● Tekst
++++
4.12.4. De vordering sub d)
Deze vordering heeft betrekking tot de door Grand Foodcompany van Sligro gekochte voorraad PureTea-producten. Grand Foodcompany heeft gesteld bij de aankoop van deze goederen een rechtmatig belang te hebben, zoals weergegeven onder 4.11. Niet is aannemelijk gemaakt dat Grand Foodcompany de goederen te koop heeft aangeboden of heeft verkocht. Het enkele in bezit hebben is niet onrechtmatig. Voor toewijzing van deze vordering bestaat dus geen grond. De vordering wordt daarom afgewezen.
4.12.5. De vordering sub e)
De voorzieningenrechter heeft de in eerste aanleg onder 7) ingestelde vordering, betrekking hebbend op het ter beschikking stellen van een lijst met alle geadresseerden van de circulaire van 20 oktober 2009, afgewezen omdat hij de brief niet onrechtmatig achtte en de vordering disproportioneel. Daartegen zijn geen concrete bezwaren aangevoerd. Het hof onderschrijft dit oordeel van de voorzieningenrechter en de gronden waarop het rust. [X.] heeft niet gespecificeerd hoe en bij welke gelegenheid Grand Foodcompany zich op andere wijze tot relaties of klanten van [X.] heeft gewend. De enkele verwijzing naar de op basis van het vonnis opgemaakte brief van de accountant acht het hof onvoldoende. Voor het verstrekken van een lijst van andere relaties tot wie Grand Foodcompany zich heeft gewend bestaat geen enkele grond. In zoverre is de vordering veel te ruim geformuleerd. Bovendien is sinds de brief van 20 oktober 2009 bijna anderhalf jaar verstreken, zodat spoedeisend belang bij deze vordering thans ontbreekt. De vordering wordt daarom afgewezen.
4.13. Grief 4 is gericht tegen de beslissing van de voorzieningenrechter dat geen dwangsommen zullen worden verbeurd voor zover dit naar maatstaven van redelijkheid en billijkheid onaanvaardbaar moet worden geacht (mede) gelet op de mate van verwijtbaarheid van de overtreding.
++++
Items uit de dataset

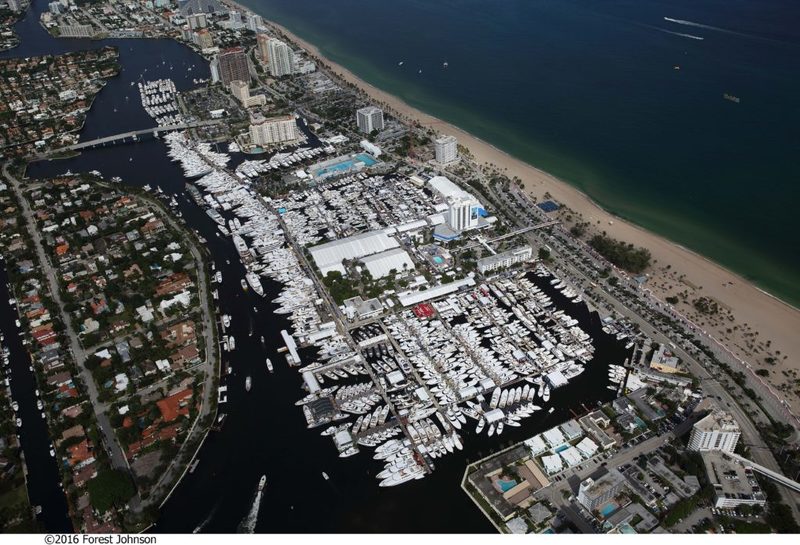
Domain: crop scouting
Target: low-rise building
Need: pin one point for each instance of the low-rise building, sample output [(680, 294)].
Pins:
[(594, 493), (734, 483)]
++++
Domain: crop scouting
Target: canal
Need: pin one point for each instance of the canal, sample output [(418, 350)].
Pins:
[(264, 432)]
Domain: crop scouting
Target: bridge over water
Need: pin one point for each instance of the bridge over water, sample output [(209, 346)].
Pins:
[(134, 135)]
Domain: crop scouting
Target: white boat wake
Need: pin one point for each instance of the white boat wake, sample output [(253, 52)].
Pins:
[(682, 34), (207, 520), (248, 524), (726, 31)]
++++
● Opdracht
Waarom is er volgens de tekst nu geen spoedeisend belang meer bij de vordering sub e)?

● Resultaat
Sinds de brief van 20 oktober 2009 is bijna anderhalf jaar verstreken.